[Excerpts from a point labeling dataset]

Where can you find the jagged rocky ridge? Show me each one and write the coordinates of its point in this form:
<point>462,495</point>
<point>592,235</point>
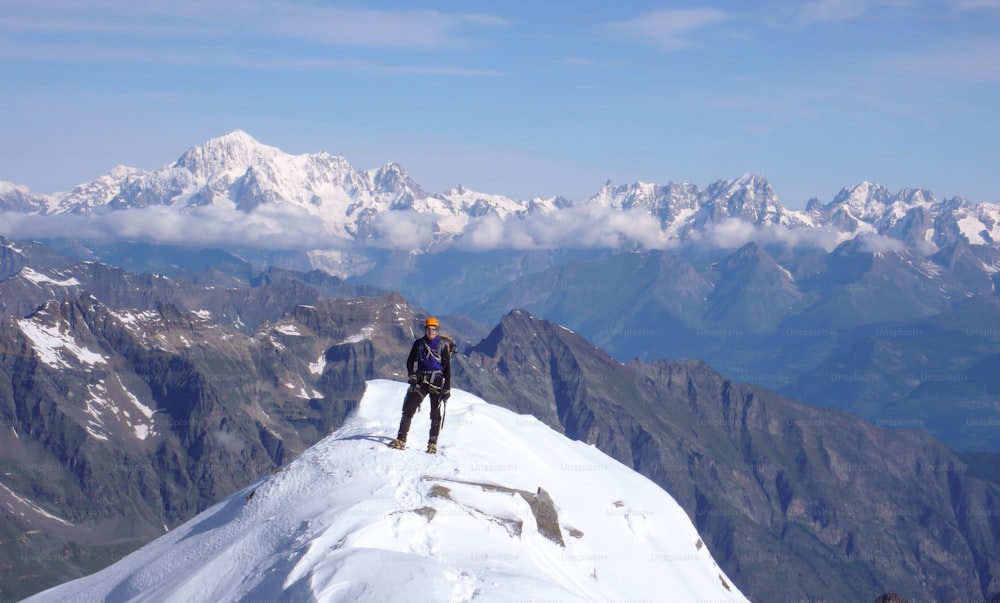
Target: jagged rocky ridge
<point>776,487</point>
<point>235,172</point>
==
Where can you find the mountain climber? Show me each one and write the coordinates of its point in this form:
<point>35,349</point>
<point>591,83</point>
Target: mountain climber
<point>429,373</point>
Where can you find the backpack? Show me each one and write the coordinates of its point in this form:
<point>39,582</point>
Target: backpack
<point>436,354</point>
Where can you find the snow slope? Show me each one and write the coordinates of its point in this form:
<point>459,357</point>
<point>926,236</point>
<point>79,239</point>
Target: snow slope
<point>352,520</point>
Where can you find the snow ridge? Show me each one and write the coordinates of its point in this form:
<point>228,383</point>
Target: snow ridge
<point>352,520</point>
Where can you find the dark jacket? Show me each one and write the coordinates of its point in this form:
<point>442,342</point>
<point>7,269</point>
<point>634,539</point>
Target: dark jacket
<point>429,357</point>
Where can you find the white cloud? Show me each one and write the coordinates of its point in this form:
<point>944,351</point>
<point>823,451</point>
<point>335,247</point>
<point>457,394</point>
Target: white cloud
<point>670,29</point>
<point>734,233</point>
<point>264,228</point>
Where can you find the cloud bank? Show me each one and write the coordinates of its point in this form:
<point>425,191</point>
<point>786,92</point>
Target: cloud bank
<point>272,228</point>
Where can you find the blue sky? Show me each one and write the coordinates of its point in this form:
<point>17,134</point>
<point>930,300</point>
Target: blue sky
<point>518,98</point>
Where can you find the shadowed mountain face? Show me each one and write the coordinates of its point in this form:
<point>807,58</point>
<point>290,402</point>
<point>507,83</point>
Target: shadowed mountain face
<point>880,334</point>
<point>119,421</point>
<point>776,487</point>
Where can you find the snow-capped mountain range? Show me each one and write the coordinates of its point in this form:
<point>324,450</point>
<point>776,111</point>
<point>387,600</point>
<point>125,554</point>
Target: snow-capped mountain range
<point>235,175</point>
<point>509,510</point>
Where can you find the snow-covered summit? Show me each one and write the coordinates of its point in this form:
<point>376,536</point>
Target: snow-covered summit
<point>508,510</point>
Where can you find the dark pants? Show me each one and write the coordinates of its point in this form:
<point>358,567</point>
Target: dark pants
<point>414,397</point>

### Your objective
Quote the lines beginning with the one that contains "Where can you find the jagged" and continuing through the one that contains "<point>235,172</point>", and leave any picture out of your answer.

### Answer for the task
Where can you find the jagged rocky ridge? Show me each one and write the coordinates of its point in this form:
<point>462,495</point>
<point>592,235</point>
Target: jagged rocky ridge
<point>776,487</point>
<point>235,172</point>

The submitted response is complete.